- **TEXT PASSAGE**:
═══

The specimen failures resulting from flexural loading (3-point bending), specifically when specimen failure transpires at the central roller, were examined. Figure 5, an SEM image, illustrates the flexural failure of a carbon fiber-reinforced composite material fracture surface, revealing a distinct demarcation between the regions of tension and compression. The fractured surface displays two distinct zones: a smooth area indicative of compressive mode of fracture, delineated by a distinct boundary from a rough surface area representative of tensile mode of fracture. Notably, the boundary between these regions runs parallel to and often in proximity to the neutral axis or non-aligned of the composite laminate.

Because carbon fiber-reinforced composites exhibit lower compressive strength relative to tension, coupled with stress concentration from the intermediate roller, flexural failures predominantly occur on the compression surface. Analysis of the fractured surface reveals exposed fiber pull-out, which serves as a crack-bridging mechanism, enhancing fracture energy. Additionally, SEM images indicate strong bonding between the matrix and fibers, contributing to FSs and high inter-laminar shear in these composites. Subsequently, these types of flexural failures typically result from a combination of compression and tension forces.

4.2 Fractography of hybrid composite (carbon and silk satin fabric reinforced)

═══

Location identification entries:
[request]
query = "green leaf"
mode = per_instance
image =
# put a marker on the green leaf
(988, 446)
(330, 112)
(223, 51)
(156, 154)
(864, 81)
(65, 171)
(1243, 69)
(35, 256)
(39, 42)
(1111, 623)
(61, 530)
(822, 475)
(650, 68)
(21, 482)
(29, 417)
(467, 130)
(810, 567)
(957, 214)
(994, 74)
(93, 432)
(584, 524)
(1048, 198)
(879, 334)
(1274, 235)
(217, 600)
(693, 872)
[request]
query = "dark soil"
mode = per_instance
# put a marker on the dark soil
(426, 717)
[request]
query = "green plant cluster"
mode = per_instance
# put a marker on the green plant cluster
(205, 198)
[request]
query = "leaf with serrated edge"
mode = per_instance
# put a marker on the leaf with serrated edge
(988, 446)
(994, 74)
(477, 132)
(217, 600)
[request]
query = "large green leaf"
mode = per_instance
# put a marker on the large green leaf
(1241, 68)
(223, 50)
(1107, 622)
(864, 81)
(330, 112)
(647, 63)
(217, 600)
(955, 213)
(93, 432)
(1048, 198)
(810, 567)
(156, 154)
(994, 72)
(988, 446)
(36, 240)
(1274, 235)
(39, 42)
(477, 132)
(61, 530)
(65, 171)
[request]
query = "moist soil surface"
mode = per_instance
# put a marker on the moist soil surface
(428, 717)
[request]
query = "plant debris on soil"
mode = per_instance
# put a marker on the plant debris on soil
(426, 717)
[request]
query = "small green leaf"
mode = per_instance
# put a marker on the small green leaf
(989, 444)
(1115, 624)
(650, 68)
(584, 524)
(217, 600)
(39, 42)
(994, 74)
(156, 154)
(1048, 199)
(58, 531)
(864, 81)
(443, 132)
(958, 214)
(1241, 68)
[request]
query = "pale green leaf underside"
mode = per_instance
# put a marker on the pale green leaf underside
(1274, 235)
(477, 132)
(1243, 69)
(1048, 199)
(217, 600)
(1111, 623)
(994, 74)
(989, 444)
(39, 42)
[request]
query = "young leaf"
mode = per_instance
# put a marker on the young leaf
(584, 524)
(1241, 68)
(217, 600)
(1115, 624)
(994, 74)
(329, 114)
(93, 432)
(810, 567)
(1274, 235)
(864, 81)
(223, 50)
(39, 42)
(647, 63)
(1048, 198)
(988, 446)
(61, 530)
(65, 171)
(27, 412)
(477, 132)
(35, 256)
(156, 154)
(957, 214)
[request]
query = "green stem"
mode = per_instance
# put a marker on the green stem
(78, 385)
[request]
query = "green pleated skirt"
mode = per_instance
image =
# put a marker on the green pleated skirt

═══

- **GIVEN TASK 1**:
According to the fractography passage, what does the smooth area of the fractured surface indicate?
- **GIVEN TASK 2**:
Write out the part of the fractography passage starting with "Because carbon fiber-reinforced" and going on through "satin fabric reinforced)".
- **GIVEN TASK 3**:
Carry the fractography passage forward from the point where it stops.
The rows are separate material and have no connection to the passage on composite fractography.

- **TASK ANSWER 1**:
A compressive mode of fracture.

- **TASK ANSWER 2**:
Because carbon fiber-reinforced composites exhibit lower compressive strength relative to tension, coupled with stress concentration from the intermediate roller, flexural failures predominantly occur on the compression surface. Analysis of the fractured surface reveals exposed fiber pull-out, which serves as a crack-bridging mechanism, enhancing fracture energy. Additionally, SEM images indicate strong bonding between the matrix and fibers, contributing to FSs and high inter-laminar shear in these composites. Subsequently, these types of flexural failures typically result from a combination of compression and tension forces.

4.2 Fractography of hybrid composite (carbon and silk satin fabric reinforced)

- **TASK ANSWER 3**:
The fractured surface of the hybrid or dual reinforced composite, comprising silk satin and carbon fabric, was examined using SEM (refer to Figure 6(a)–(d)). Figure 6(a) clearly depicts a strong bond between the carbon fiber and epoxy matrix. Despite undergoing a two-stage heat treatment process in the hydraulic press, minimal disturbance to the alignment of carbon fibers on the fractured surface was observed. Additionally, an increase in the diameter of the carbon fiber compared to its original state was observed. Figure 6(b) also indicates some carbon fiber pull-out, contributing to enhanced fracture energy.

5 Conclusions

The fracture resistance of both the carbon fabric-reinforced epoxy matrix composite and the hybrid composite (consisting of silk and carbon fabric reinforcement) has been thoroughly assessed. Key findings from this investigation include the following:

  1. The FS of the carbon fabric-reinforced epoxy matrix composite demonstrated a notable enhancement, exhibiting a 37% increase in strength compared to the hybrid composite incorporating both silk fabric and carbon reinforcement.

  2. The material displays a markedly distinct pattern of load versus displacement compared to monolithic materials. In the carbon fabric-reinforced epoxy matrix composite, there is a notable occurrence of crack tip interaction with both the epoxy matrix and carbon fibers, often resulting in crack arrest. The conditions and degree of interaction with these constituent elements vary significantly.

  3. The fracture toughness value of the carbon fabric-reinforced epoxy matrix composite surpasses that of the silk and carbon fabric-reinforced hybrid composite by a notable margin. Specifically, the representative K Ic value for the carbon fabric-reinforced epoxy matrix composite (11.23 MPa√m) significantly exceeds the value obtained for the hybrid composite (9.58 MPa√m).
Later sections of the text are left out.